> **Excerpted text**
Uploading data(CSV) to S3 and then to Presto. But due to problems with the data inside the files we have problems uploading from S3 to Presto.
The metadata are correctly formed but because of problems in column B, they are failing.
A;B;DATE
EPA;Ørsted Energy Sales & Distribution;2019-01-11 12:10:13
EPA;De MARIA GærfaPepeer A/S; 2019-02-12 12:10:13
EPA;Scan Convert A/S; 2019-02-11 11:10:12
EPA;***Mega; 2019-02-11 11:10:13
EPA;sAYSlö-SähAAdkö Oy; 2019-02-11 11:11:11
We are adding replacement formulas in previous step (Informatica Cloud), to add \ and read the values correctly.
Is there a list of characters we should look for and add the \ ?
The problem is that according to standard if Your B column could contain separator then You should add quotation on that column. If there are quotations inside ( what for 99% can happen ) then You should add escape character before.

> **Provided material**
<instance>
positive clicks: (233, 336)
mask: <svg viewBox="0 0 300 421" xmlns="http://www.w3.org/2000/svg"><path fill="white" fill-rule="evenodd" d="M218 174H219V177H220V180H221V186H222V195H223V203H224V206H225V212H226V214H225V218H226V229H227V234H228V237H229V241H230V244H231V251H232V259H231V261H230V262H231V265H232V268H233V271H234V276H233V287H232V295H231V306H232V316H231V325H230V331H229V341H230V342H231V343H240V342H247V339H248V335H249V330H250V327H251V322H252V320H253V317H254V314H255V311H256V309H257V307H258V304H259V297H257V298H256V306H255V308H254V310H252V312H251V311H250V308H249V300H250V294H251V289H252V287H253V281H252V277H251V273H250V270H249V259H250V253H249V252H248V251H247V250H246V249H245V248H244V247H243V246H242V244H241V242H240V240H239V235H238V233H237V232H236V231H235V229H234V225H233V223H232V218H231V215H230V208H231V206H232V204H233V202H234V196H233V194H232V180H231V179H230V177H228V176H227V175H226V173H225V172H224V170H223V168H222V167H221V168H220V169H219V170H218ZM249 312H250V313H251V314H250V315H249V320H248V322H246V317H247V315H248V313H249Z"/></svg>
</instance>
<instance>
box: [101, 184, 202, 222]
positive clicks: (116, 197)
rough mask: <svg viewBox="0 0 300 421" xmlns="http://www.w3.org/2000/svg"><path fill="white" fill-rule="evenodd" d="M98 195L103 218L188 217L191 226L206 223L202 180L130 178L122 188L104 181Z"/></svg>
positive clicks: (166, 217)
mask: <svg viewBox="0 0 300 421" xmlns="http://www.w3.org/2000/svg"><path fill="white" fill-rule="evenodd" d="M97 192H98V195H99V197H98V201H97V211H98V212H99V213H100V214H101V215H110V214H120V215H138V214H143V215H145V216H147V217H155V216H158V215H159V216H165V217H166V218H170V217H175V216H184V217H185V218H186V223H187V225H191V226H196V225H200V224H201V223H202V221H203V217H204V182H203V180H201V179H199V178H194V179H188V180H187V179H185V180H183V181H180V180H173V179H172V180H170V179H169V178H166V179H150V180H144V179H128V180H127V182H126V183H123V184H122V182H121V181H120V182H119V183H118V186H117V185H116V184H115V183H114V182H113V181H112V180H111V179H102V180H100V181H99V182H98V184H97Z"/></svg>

> **Exercise instructions**
Copy the post about moving CSV data from S3 into Presto in full, character for character.

> **Result of this task**
Uploading data(CSV) to S3 and then to Presto. But due to problems with the data inside the files we have problems uploading from S3 to Presto.
The metadata are correctly formed but because of problems in column B, they are failing.
A;B;DATE
EPA;Ørsted Energy Sales & Distribution;2019-01-11 12:10:13
EPA;De MARIA GærfaPepeer A/S; 2019-02-12 12:10:13
EPA;Scan Convert A/S; 2019-02-11 11:10:12
EPA;***Mega; 2019-02-11 11:10:13
EPA;sAYSlö-SähAAdkö Oy; 2019-02-11 11:11:11
We are adding replacement formulas in previous step (Informatica Cloud), to add \ and read the values correctly.
Is there a list of characters we should look for and add the \ ?
The problem is that according to standard if Your B column could contain separator then You should add quotation on that column. If there are quotations inside ( what for 99% can happen ) then You should add escape character before.